YOUR ASSIGNMENT
Without changing a single word, restate the entries below.

Source data:
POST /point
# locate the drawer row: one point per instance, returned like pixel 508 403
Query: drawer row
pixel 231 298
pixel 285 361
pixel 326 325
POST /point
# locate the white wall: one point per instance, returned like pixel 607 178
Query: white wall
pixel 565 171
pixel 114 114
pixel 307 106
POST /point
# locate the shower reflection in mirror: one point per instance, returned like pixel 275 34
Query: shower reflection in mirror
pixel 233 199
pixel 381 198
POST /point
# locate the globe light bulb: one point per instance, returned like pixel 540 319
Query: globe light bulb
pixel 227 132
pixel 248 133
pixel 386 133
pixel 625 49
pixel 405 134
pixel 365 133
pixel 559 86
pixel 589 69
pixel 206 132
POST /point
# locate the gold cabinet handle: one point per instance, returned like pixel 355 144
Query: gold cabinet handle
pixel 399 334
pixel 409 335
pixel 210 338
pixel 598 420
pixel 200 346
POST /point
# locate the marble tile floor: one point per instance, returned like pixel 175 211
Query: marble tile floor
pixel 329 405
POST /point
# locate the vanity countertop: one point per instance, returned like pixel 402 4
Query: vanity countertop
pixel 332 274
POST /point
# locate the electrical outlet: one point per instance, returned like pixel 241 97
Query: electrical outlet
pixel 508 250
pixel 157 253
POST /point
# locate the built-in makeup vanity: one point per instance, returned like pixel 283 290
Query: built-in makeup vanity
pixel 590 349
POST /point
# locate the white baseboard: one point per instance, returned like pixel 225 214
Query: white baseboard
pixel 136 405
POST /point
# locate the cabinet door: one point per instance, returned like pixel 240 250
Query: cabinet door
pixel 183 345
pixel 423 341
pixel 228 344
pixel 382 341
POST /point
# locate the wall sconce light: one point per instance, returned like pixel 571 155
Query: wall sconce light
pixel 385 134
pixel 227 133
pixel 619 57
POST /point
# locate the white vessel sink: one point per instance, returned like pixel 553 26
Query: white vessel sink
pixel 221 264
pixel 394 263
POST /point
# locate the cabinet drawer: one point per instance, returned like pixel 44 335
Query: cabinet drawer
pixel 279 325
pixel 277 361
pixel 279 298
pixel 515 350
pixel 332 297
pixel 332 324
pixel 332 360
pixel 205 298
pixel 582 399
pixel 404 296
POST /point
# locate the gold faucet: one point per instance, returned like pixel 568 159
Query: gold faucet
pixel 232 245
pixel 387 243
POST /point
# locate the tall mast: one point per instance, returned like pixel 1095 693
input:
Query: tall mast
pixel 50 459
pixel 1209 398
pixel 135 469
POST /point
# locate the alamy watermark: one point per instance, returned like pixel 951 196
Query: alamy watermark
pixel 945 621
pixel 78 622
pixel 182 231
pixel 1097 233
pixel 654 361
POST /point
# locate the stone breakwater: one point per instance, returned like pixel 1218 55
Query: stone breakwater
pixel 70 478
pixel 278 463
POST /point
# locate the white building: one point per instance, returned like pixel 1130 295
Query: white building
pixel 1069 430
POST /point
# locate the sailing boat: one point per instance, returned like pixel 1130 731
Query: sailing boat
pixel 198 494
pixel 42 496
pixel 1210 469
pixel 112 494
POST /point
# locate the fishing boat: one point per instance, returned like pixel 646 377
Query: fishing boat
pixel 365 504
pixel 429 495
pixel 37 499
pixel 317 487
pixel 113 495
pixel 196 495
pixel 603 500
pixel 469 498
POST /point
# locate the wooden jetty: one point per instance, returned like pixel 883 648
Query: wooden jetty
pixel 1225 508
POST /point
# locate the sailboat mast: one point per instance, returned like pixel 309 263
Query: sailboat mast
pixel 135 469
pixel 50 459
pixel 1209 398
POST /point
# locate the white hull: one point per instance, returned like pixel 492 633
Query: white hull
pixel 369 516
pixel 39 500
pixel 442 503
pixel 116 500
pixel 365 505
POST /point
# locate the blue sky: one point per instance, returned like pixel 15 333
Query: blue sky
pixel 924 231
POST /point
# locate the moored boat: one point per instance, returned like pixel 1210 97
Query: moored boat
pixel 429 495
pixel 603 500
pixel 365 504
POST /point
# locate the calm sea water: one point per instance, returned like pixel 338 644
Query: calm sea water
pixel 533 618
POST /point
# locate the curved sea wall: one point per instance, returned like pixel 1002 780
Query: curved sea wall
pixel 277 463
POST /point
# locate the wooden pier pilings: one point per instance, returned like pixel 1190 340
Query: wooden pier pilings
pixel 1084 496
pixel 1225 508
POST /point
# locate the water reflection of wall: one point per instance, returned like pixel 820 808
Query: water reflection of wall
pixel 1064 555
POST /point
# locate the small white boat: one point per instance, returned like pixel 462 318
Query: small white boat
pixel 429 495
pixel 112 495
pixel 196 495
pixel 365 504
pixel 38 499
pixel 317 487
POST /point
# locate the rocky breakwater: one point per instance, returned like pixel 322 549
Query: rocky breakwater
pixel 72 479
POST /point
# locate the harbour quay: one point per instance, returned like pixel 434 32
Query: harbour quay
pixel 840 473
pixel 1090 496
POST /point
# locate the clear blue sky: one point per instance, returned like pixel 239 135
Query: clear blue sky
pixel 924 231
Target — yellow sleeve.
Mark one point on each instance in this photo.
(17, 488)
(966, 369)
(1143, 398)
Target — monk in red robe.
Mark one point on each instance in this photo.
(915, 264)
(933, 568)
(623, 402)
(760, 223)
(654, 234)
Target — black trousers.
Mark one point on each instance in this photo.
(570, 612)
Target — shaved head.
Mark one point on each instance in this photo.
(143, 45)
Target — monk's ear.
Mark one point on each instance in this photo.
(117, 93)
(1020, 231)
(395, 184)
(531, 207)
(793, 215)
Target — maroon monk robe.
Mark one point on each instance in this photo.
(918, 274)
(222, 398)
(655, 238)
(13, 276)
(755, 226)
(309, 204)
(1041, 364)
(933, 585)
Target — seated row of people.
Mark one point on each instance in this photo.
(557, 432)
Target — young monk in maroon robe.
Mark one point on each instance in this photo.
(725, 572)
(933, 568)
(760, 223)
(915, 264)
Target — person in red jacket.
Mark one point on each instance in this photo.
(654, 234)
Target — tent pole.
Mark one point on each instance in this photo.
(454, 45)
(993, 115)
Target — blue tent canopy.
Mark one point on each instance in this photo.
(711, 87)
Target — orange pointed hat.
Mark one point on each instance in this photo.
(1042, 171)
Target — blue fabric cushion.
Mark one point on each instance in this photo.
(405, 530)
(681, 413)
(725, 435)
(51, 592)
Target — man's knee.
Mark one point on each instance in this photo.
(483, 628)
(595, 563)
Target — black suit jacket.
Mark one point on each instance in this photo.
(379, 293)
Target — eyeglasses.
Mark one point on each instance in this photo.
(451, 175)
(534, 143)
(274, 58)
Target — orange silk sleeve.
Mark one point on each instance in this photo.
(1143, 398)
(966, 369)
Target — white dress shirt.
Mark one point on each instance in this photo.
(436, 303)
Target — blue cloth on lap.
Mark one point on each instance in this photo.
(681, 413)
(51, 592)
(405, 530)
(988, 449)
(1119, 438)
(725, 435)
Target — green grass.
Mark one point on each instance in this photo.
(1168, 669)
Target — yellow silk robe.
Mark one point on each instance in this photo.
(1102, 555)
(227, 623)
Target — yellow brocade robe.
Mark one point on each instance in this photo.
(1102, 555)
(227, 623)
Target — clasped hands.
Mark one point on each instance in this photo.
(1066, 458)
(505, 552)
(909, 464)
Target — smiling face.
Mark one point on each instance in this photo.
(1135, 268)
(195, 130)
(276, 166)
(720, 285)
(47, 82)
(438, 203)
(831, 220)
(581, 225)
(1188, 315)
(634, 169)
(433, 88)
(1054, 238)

RESULT BELOW
POST /point
# locate the drawer row: one point per instance, returned like pixel 508 403
Query: drawer row
pixel 231 298
pixel 285 361
pixel 326 325
POST /point
# locate the white wall: one point per instance, returned like pixel 607 178
Query: white wall
pixel 565 171
pixel 114 114
pixel 307 106
POST /point
# locate the shower reflection in mirror: one point per instance, returned like pixel 275 34
Query: shower reflection in mirror
pixel 233 199
pixel 381 198
POST /point
# locate the globe light bulb: one point per instance, returned like pixel 540 319
Query: globe light bulb
pixel 227 132
pixel 248 133
pixel 386 133
pixel 625 49
pixel 405 134
pixel 365 133
pixel 559 86
pixel 589 69
pixel 206 132
POST /point
# locate the gold cabinet handle: one point per instance, returned like pixel 355 144
Query: gold cabinet handle
pixel 399 334
pixel 409 335
pixel 210 338
pixel 598 420
pixel 200 346
POST /point
# locate the marble tile floor: one point per instance, returned like pixel 175 211
Query: marble tile floor
pixel 329 405
POST /point
# locate the vanity countertop: one point per instance, returned like pixel 402 4
Query: vanity countertop
pixel 332 274
POST /point
# locate the electrical outlet: one point per instance, returned like pixel 241 97
Query: electrical outlet
pixel 508 250
pixel 157 253
POST /point
# locate the built-in makeup vanity: one point per instance, returned like pixel 283 290
Query: built-in makeup vanity
pixel 590 349
POST /point
# locate the white baseboard: one point per instance, returned like pixel 225 214
Query: white baseboard
pixel 136 405
POST /point
# locate the cabinet door: one point per instance, returned like pixel 240 250
Query: cabinet door
pixel 183 345
pixel 423 341
pixel 228 344
pixel 382 341
POST /point
# locate the wall sconce light: one point per instance, returned like pixel 571 155
Query: wall sconce light
pixel 385 134
pixel 227 133
pixel 619 57
POST /point
# locate the white vessel sink: one point per instance, returned like pixel 553 26
Query: white vessel sink
pixel 221 264
pixel 394 263
POST /point
# locate the cabinet drawer: one point per instance, returned like pixel 44 335
Query: cabinet drawer
pixel 279 325
pixel 277 361
pixel 279 298
pixel 515 350
pixel 332 297
pixel 332 324
pixel 332 360
pixel 205 298
pixel 582 399
pixel 404 296
POST /point
# locate the gold faucet: one point per instance, returned like pixel 568 159
Query: gold faucet
pixel 232 245
pixel 387 243
POST /point
# locate the tall mast: one point per instance, returned like pixel 1095 693
input:
Query: tall mast
pixel 50 459
pixel 1209 398
pixel 135 469
POST /point
# locate the alamy watermark: one point per instance, returned like pixel 951 196
Query: alamy watermark
pixel 945 621
pixel 78 622
pixel 182 231
pixel 1097 233
pixel 654 361
POST /point
# locate the stone breakwater: one point per instance, returned like pixel 1218 55
Query: stone breakwater
pixel 70 478
pixel 278 463
POST /point
# locate the white building: one point per instance, returned like pixel 1130 295
Query: white building
pixel 1069 430
POST /point
# locate the sailing boat: one point per instance, returned like pixel 1130 731
Query: sailing boat
pixel 198 494
pixel 42 496
pixel 1210 469
pixel 112 494
POST /point
# locate the fishing boat: one point per instance, returned like pixel 646 377
Query: fishing boat
pixel 365 504
pixel 429 495
pixel 37 499
pixel 317 487
pixel 113 495
pixel 196 495
pixel 603 500
pixel 469 498
POST /point
# locate the wooden jetty: one point per instance, returned like pixel 883 648
Query: wooden jetty
pixel 1225 508
POST /point
# locate the sailboat mast: one point per instance, returned like pixel 309 263
Query: sailboat mast
pixel 135 469
pixel 50 459
pixel 1209 398
POST /point
# locate the white hull: one point per instance, returned like pixel 492 633
Query: white hull
pixel 369 516
pixel 39 500
pixel 442 503
pixel 116 500
pixel 365 505
POST /point
# locate the blue sky: one point per instance, returned like pixel 15 333
Query: blue sky
pixel 924 231
POST /point
# locate the moored boat: one point per instance, returned like pixel 1210 97
Query: moored boat
pixel 429 495
pixel 603 500
pixel 365 504
POST /point
# locate the calm sea water: one point per instance, returned like pixel 338 644
Query: calm sea water
pixel 533 618
POST /point
# locate the curved sea wall: one point per instance, returned like pixel 1002 780
Query: curved sea wall
pixel 277 463
POST /point
# locate the wooden pier pilings: one point per instance, returned like pixel 1190 340
Query: wooden pier pilings
pixel 1084 496
pixel 1225 508
POST /point
# locate the water reflection of wall: one point per instance, returned like pixel 820 808
Query: water reflection of wall
pixel 1064 555
POST /point
# locate the small white boat: one point per instance, returned like pixel 462 318
Query: small white boat
pixel 429 495
pixel 112 495
pixel 196 495
pixel 365 504
pixel 38 499
pixel 317 487
POST /point
# locate the rocky breakwater: one point per instance, returned like pixel 322 549
Query: rocky breakwater
pixel 72 479
POST /point
# locate the harbour quay: one point per instance, returned like pixel 434 32
Query: harbour quay
pixel 840 473
pixel 1090 496
POST /point
# locate the clear blue sky: one point per instance, returned like pixel 239 135
Query: clear blue sky
pixel 924 231
Target — yellow sleeve.
Mark one point on each instance in this photo.
(17, 488)
(966, 369)
(1143, 398)
Target — monk in red robe.
Mark one point on each instance in this photo.
(915, 264)
(933, 568)
(623, 402)
(760, 223)
(654, 234)
Target — black trousers.
Mark one point on each instance in this photo.
(570, 612)
Target — shaved head.
Mark one point on each instance in this photo.
(143, 45)
Target — monk's ear.
Mark one point on each instance in this photo.
(117, 93)
(1020, 231)
(395, 184)
(531, 207)
(793, 215)
Target — maroon monk robe.
Mark one point on each instance in this photo.
(918, 274)
(222, 398)
(655, 238)
(13, 276)
(755, 226)
(309, 204)
(1041, 364)
(933, 585)
Target — seated row of people.
Mark one point on each instance in this photo.
(557, 432)
Target — young monk in maroon robe.
Mark one point on each instance in this photo.
(725, 572)
(933, 568)
(760, 223)
(915, 264)
Target — person in red jacket.
Mark one point on each instance in this photo.
(654, 234)
Target — tent pole.
Mark one point on each instance in this photo.
(454, 45)
(993, 115)
Target — blue tent canopy.
Mark one point on each instance in this photo.
(711, 87)
Target — orange pointed hat.
Mark one point on each instance in this photo.
(1042, 171)
Target — blue fabric cushion.
Mark one point on each instance in this photo.
(405, 530)
(681, 413)
(725, 435)
(51, 592)
Target — man's knee.
Mark one point on each instance in this photo.
(483, 628)
(595, 563)
Target — black suit jacket.
Mark one point on each instance in this photo.
(379, 293)
Target — eyeglasses.
Mark one point on each instance in this photo.
(451, 175)
(534, 143)
(274, 58)
Target — orange silk sleeve.
Mark one point on each instance in this photo.
(1143, 398)
(966, 369)
Target — white dress shirt.
Mark one point on each instance in this photo.
(436, 303)
Target — blue cloth on lap.
Mark one point on each instance in this photo.
(681, 413)
(51, 592)
(405, 530)
(988, 449)
(1119, 438)
(725, 435)
Target — green grass.
Mark one point on each instance in this photo.
(1168, 669)
Target — yellow silk robe.
Mark one point on each instance in this photo.
(1102, 555)
(227, 623)
Target — yellow brocade robe.
Mark one point on each instance in this photo.
(1102, 555)
(227, 623)
Target — clasped hands.
Mark one point on each instance in this photo.
(1066, 458)
(505, 552)
(909, 464)
Target — smiling face.
Mark one point on each instance in this photo.
(1135, 268)
(195, 130)
(276, 166)
(720, 285)
(47, 82)
(438, 203)
(831, 220)
(581, 225)
(1188, 315)
(634, 169)
(433, 88)
(1054, 238)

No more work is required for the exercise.